> **AUSGEWÄHLTER AUSZUG**:
□ □ □ □

Gewerbsmäßiger Bandenbetrug: Tateinheitliche Verurteilung eines Bandenmitglieds beim sog. Stoßbetrug


Tenor

1. Auf die Revision des Angeklagten wird das Urteil des [X.] vom 4. Mai 2022

a) im Schuldspruch bezüglich der Taten 1 bis 54 der Urteilsgründe dahin abgeändert, dass er des gewerbsmäßigen Bandenbetrugs (in 54 tateinheitlich begangenen Fällen) schuldig ist,

b) aufgehoben

aa) mit den zugehörigen Feststellungen im [X.] (Steuerhinterziehung) und zugleich zugunsten der [X.] im Ausspruch über die Einziehung des Wertes von Taterträgen in Höhe von 11.229,94 €,

bb) im weitergehenden gesamten Strafausspruch.

2. Die weitergehende Revision wird als unbegründet verworfen.

3. Im Umfang der Aufhebung wird die Sache zu neuer Verhandlung und Entscheidung, auch über die Kosten des Rechtsmittels, an eine andere Wirtschaftsstrafkammer des [X.] zurückverwiesen.

□ □ □ □

> **DATENSATZAUSZÜGE**:

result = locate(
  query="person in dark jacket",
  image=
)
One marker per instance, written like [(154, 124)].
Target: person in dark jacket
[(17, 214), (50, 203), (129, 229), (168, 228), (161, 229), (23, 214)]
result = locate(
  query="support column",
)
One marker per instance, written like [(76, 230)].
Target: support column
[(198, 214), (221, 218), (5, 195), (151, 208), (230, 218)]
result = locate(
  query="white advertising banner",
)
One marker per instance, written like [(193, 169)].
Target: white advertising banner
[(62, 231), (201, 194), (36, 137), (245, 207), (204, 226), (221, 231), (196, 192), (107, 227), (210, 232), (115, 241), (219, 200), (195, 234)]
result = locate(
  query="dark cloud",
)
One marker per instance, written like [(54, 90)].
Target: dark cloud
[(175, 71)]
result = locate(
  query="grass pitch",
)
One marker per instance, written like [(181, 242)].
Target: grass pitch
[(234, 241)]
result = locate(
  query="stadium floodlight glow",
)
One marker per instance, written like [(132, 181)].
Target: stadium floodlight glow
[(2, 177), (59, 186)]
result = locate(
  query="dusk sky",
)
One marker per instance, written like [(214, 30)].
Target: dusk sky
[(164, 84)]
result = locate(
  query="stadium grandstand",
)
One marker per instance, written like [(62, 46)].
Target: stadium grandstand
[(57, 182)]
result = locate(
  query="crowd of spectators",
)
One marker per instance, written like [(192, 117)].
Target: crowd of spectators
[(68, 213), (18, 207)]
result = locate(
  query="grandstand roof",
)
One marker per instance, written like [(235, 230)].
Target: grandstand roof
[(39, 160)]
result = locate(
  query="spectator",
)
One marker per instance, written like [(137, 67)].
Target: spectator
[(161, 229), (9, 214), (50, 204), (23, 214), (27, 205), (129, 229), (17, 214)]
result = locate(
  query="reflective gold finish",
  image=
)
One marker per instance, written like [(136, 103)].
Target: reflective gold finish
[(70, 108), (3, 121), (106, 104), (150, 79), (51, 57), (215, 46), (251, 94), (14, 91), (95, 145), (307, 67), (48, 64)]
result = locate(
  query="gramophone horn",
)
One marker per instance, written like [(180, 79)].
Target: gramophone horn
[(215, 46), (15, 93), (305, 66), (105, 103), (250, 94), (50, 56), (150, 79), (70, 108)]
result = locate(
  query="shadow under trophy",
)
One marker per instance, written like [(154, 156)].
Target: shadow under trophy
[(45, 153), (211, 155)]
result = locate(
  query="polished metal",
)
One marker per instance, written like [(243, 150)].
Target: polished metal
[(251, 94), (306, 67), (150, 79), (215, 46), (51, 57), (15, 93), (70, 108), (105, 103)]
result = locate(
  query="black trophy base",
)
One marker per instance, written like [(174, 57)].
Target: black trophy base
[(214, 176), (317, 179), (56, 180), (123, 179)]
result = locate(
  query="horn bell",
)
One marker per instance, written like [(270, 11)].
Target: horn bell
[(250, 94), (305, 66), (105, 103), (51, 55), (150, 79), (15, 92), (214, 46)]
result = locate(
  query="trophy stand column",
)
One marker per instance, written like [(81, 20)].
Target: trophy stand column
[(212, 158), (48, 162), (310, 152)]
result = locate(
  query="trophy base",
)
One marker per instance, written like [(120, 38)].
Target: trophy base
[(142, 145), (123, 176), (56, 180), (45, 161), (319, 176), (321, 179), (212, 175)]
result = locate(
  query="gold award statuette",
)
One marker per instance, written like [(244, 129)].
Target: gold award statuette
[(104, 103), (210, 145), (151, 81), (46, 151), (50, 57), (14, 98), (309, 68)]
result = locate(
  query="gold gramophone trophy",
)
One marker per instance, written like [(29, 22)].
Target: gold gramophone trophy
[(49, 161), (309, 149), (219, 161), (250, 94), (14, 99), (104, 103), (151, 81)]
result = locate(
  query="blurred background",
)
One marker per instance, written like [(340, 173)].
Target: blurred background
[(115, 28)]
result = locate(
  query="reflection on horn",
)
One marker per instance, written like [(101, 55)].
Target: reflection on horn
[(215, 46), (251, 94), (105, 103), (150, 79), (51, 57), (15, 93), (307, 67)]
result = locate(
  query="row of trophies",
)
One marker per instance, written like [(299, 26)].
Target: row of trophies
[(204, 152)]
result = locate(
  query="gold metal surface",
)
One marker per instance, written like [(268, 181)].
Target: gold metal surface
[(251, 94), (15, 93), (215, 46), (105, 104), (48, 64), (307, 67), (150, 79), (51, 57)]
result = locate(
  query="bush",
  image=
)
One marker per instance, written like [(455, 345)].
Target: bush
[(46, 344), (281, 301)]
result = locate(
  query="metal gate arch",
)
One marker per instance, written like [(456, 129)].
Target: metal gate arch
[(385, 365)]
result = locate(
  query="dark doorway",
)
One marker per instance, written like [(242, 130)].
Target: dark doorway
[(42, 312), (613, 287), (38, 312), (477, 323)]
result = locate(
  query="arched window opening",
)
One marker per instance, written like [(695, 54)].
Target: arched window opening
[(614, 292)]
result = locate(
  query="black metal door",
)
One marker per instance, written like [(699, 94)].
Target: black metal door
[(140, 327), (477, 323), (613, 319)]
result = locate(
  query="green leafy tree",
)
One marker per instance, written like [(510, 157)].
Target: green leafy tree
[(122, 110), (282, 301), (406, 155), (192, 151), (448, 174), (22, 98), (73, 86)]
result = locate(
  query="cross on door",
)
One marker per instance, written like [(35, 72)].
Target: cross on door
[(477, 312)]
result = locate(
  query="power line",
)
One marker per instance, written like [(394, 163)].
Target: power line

□ □ □ □

> **VORGEGEBENES ZIEL**: Über welchen Betrag an Wert von Taterträgen wird die Einziehung laut dem Urteilstenor zum Bandenbetrug aufgehoben? Die Auflistung wird zur Bearbeitung nicht benötigt.

> **ERGEBNIS DER ÜBUNG**: 11.229,94 €